- [Exercises]:
#1 Answer these questions from the microwave post, one line each, marked (a), (b), (c):
(a) What make and type of stove did the commenter's parents have in the early 70s?
(b) What did that family call the stove's sensor burner?
(c) According to the reply about problem 1 and 2, why do larger popcorn bags take longer to burst?
#2 For each statement, marked (a), (b), (c), say yes or no on whether it agrees with the microwave post, and quote the deciding words.
(a) The microwave had been kept in storage for some years.
(b) The stove's sensor was on the front left burner.
(c) The reply about the popcorn says the microwave pops every kernel.
#3 Carry the microwave post further, starting right after its final sentence.

* START Selection *

I've decided to bring No Effort November back this year, and we're starting the month out (kinda late into it - there were things occupying my mind as of late) with a suspiciously advanced microwave oven!

https://youtu.be/UiS27feX8o0

Seriously, this things blows my mind whenever I dig it out. It's been in storage for some years and I've been meaning to make a video about it, and what better time than NEN?

It's a video about a microwave!

Comments

This reminds me of the stove my parents had back in the early 70s. It was a Sears Kenmore gas stove, but the front right burner had a sensor that was spring loaded so it would press against the bottom of the pan. The control dial had a temperature setting and that burner would automatically raise and lower the flame to keep the pan the temperature you picked. We called it "The burner with the brain" and still talk about it, but no stove I've used since has this. It was just fantastic for keeping steady temperatures for things like deep frying, making pancakes, etc. I still miss it.

Now I want a microwave with UV lights that will make my Mushrooms generate vitamin D for me

Kirsa

Now I want that done melody as my phone's notification sound!

Papin Faizal

Fred Kinley should definitely be your pseudonym from now on. 🤣 Those Sharp microwaves are amazing. We had a slightly more user friendly but decidedly less fun version of one of their sensor microwaves in the early aughts and it was amazeballs.

The one truly not-no-effort thing about this video was the number of times I set the damn clock

Technology Connections

Regarding problem 1, I never really used this at all as a child, so it's not like I was taught how to use it. It's very straightforward, and you'll see more of that in the follow-up. 2. OK, so no bag of popcorn will have no unpopped kernels. I don't know if this is right to say or not but I think some kernels are just "duds" and don't pop. I didn't intend to imply that it pops every kernel, rather that it gets right to the sweet spot and stops. As to how it does that - well again, it's all down to being able to determine the size of the bag based upon when it detects steam. The same amount of energy is going in regardless of the size, so larger bags take longer to burst. The same logic applies to any food - a bigger potato won't produce steam until later into the cooking cycle.

Technology Connections

Thanks for this insight!

Technology Connections

Did you set the date based on when you planned to upload to Youtube? Great vid by the way and Nov 12 is my birthday! :)

* END Selection *
* START Records shown *

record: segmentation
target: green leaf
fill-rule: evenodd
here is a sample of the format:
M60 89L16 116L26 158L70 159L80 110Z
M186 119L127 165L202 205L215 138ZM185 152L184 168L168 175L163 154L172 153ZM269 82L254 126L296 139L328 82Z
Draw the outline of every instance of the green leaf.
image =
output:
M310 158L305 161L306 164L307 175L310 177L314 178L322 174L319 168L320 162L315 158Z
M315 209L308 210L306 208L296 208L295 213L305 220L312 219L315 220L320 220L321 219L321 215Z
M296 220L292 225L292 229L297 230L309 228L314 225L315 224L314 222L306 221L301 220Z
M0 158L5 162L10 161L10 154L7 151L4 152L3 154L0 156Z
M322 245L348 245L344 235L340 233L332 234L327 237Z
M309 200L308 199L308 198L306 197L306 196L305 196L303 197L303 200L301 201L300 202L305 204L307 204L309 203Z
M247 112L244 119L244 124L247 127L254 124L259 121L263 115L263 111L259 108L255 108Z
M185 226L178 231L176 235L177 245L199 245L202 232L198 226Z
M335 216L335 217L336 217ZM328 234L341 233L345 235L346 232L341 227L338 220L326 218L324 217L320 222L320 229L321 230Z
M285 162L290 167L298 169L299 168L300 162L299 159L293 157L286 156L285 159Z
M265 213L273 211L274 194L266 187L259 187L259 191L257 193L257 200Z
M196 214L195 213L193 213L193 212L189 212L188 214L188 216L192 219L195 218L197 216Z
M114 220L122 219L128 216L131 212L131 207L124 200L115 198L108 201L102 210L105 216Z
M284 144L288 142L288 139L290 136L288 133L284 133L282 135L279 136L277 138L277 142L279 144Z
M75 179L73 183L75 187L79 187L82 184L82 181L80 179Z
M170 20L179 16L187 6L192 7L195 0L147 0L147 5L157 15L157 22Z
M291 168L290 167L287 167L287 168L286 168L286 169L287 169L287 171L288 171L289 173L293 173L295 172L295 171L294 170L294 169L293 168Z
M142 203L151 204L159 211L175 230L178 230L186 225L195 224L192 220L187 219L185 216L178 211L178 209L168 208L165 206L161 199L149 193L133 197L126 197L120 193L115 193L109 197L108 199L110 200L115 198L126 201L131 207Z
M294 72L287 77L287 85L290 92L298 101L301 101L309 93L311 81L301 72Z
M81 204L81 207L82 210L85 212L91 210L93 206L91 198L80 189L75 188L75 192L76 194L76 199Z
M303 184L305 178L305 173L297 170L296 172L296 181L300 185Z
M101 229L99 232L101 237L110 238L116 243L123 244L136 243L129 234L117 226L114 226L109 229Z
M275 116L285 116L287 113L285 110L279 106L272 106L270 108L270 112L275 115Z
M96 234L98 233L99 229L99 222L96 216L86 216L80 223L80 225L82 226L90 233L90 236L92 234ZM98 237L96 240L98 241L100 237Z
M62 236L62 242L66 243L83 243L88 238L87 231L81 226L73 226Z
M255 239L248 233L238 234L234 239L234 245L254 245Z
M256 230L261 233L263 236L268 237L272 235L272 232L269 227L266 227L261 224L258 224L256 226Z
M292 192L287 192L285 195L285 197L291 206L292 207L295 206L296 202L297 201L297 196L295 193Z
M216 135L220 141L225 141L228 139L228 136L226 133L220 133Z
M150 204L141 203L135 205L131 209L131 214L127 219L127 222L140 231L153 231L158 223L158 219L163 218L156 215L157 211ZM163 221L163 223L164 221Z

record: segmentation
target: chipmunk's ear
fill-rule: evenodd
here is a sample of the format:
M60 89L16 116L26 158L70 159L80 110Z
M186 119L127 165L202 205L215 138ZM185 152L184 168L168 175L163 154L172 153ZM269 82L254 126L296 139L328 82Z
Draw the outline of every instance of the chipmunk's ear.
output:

* END Records shown *

- [Responses]:
#1
(a) A Sears Kenmore gas stove.
(b) "The burner with the brain."
(c) The same amount of energy goes in regardless of the bag's size.

#2
(a) Yes: "It's been in storage for some years"
(b) No: "the front right burner had a sensor"
(c) No: "I didn't intend to imply that it pops every kernel"

#3
Sadly the trend for "online enabled", which are really "online dependent" isn't going to slow. These days there's absolutely no incentive for companies to build something like this microwave when they can instead offload the building of the database to after the sale, have the potential of making the consumer dependent on their online services. It's like the problem plaguing software, why build something self-contained and right out of the box when you can have some combination of incomplete at the point of sale and dependent on your services for continued functionality.

Alan B.

3:35 it seems to link to videos.support.samsung.com, which forwards to the Samsung Care youtube channel.

nobody

Nice microwave. But I prefer minimalist microwaves with only two wheels: one for power, and one for a timer. No display needed at all, and literally timeless.

Do you find that a dial saves you time? or is it just a comfort thing? I would think a number pad would be faster and easier to use. Especially if you are wearing gloves.

Lucas Bennetts

Have 60 seconds on the counter to say your NEN is still quality production and I could not guess it was NEN unless you said so. And its November too. Oh, there's the bell, food done. =]

Joe Kudrna

For anyone that prefers plain popcorn, I use a silicone popcorn maker in the microwave. It takes a scoop of kernels, doesn't need oil and have yet to get burnt popcorn after 2 years of use. I usually wait until there are 10 seconds between pops (which would burn bagged popcorn) and usually leaves around 5-10 unpopped kernels. Here in Ireland, standalone microwaves are the most common. Ours is a a standalone Delonghi combination, i.e. microwave, grill and fan oven. We use the fan oven mode regularly. The microwave part is no more sophisticated than most basic microwaves (no sensor), although it can microwave and grill/bake simultaneously. The main feature we do like is simplicity - Just a knob and 3 buttons (select, start and stop).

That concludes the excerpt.